Rows from an object pointing dataset:

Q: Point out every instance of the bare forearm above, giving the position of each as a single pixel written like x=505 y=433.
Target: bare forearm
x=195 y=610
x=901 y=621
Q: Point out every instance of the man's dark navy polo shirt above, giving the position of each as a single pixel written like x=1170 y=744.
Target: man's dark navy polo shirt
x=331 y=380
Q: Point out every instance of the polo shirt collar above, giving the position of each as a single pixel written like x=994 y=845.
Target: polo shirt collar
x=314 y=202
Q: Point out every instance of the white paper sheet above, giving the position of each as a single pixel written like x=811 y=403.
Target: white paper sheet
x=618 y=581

---

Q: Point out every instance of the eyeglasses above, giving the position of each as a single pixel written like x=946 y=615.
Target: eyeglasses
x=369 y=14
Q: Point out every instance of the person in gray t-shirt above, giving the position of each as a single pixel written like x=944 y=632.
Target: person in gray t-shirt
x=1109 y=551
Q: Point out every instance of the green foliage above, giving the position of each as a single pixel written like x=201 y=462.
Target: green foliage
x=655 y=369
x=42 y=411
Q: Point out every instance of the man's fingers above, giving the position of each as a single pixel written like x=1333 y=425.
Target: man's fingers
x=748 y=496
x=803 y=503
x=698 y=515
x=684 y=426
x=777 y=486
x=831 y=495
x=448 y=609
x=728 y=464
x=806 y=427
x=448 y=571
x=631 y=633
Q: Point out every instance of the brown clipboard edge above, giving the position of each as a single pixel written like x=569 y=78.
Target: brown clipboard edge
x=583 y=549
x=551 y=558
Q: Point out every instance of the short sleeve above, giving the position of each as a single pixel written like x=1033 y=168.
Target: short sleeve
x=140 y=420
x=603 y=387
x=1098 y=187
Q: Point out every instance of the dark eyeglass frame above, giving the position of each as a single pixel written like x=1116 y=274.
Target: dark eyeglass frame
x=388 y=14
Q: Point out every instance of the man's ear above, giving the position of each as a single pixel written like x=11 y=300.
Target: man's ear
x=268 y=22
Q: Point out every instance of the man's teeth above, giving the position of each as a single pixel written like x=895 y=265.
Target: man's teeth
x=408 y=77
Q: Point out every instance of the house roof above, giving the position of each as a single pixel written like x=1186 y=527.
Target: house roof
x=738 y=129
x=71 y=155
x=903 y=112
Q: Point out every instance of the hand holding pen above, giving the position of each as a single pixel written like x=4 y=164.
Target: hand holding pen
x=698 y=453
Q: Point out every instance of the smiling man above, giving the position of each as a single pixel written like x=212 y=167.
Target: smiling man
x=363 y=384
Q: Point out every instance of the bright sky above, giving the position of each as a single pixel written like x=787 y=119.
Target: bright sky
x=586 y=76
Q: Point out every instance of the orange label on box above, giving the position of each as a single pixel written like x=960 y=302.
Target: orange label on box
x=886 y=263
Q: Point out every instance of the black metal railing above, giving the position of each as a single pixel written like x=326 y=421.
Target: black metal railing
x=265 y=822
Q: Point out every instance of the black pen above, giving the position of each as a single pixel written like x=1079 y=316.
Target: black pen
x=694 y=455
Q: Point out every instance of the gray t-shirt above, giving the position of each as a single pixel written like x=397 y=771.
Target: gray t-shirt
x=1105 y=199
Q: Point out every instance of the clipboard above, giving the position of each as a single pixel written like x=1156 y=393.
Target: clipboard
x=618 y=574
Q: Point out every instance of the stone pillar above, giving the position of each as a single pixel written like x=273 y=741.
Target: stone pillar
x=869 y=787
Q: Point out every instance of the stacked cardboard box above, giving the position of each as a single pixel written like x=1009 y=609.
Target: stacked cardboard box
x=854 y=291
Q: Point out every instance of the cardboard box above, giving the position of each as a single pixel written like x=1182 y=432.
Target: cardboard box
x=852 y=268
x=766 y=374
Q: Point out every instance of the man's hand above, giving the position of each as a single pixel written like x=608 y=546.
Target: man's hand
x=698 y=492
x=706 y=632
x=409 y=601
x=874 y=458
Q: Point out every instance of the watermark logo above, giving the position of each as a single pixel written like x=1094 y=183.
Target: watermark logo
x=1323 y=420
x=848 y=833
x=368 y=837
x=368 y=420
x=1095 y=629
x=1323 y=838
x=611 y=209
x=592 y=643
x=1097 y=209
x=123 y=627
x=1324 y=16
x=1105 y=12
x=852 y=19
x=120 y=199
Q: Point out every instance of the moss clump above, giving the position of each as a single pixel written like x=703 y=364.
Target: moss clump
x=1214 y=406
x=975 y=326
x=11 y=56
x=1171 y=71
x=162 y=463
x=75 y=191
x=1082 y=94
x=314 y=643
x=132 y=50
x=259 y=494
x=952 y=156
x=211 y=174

...

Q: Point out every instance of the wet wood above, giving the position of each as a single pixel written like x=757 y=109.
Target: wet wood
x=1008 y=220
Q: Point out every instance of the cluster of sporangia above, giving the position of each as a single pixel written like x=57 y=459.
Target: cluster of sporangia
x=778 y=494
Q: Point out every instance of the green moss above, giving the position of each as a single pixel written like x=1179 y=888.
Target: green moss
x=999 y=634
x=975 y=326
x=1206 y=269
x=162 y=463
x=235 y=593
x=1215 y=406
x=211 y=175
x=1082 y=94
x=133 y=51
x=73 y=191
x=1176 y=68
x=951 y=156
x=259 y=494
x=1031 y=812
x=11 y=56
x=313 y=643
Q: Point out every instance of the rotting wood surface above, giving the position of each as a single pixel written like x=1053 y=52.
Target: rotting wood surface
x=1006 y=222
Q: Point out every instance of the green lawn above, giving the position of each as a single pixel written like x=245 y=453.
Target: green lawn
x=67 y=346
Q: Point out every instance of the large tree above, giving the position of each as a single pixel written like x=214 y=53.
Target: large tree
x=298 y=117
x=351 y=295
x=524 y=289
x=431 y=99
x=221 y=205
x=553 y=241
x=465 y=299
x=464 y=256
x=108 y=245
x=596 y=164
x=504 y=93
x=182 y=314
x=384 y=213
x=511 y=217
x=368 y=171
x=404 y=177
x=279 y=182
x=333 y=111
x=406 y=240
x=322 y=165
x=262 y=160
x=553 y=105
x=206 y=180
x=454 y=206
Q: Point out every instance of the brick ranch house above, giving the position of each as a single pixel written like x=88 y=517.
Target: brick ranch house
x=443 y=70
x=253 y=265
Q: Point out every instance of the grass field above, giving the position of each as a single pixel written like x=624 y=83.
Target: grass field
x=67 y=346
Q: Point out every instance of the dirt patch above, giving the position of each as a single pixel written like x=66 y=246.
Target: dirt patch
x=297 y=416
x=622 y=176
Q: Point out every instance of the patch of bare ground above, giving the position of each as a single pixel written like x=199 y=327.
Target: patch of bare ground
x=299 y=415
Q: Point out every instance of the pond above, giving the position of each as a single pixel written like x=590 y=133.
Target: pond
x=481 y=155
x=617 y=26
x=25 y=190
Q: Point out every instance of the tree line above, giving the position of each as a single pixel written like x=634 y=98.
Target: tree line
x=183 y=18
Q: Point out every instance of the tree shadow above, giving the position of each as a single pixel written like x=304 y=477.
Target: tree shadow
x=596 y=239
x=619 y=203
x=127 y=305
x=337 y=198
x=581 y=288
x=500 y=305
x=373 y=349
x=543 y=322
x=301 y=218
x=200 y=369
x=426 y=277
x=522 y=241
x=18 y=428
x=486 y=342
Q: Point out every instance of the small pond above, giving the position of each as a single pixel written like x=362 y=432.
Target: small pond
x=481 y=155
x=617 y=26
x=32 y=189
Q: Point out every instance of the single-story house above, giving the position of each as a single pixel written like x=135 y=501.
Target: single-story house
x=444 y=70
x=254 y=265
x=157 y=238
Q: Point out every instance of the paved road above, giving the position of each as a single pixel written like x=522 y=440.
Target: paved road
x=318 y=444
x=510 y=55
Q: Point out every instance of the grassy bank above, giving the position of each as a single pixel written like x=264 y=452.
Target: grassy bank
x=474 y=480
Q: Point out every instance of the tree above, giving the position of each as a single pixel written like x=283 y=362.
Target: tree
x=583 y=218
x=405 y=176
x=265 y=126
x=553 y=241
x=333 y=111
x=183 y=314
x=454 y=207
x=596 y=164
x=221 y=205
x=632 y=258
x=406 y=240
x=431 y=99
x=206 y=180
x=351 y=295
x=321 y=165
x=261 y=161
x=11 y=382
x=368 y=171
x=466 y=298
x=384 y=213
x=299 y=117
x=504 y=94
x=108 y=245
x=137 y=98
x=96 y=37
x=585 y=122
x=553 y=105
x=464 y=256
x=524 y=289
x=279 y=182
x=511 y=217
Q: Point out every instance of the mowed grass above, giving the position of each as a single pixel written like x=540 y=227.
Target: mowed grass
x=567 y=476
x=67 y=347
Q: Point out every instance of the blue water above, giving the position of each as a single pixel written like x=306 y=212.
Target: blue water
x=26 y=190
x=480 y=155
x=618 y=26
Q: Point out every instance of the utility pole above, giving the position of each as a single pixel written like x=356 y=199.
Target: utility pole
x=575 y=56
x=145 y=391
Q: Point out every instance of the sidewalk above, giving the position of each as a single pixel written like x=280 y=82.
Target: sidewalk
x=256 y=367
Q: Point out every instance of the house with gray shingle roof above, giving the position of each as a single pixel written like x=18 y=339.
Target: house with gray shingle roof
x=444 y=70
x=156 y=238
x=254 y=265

Objective: Report each line in the items above that contains the word "brick", reproducing every such line in full.

Answer:
Q: Point out every instance of the brick ranch house above, giving the position of each as a single pixel written like x=88 y=517.
Target: brick ranch house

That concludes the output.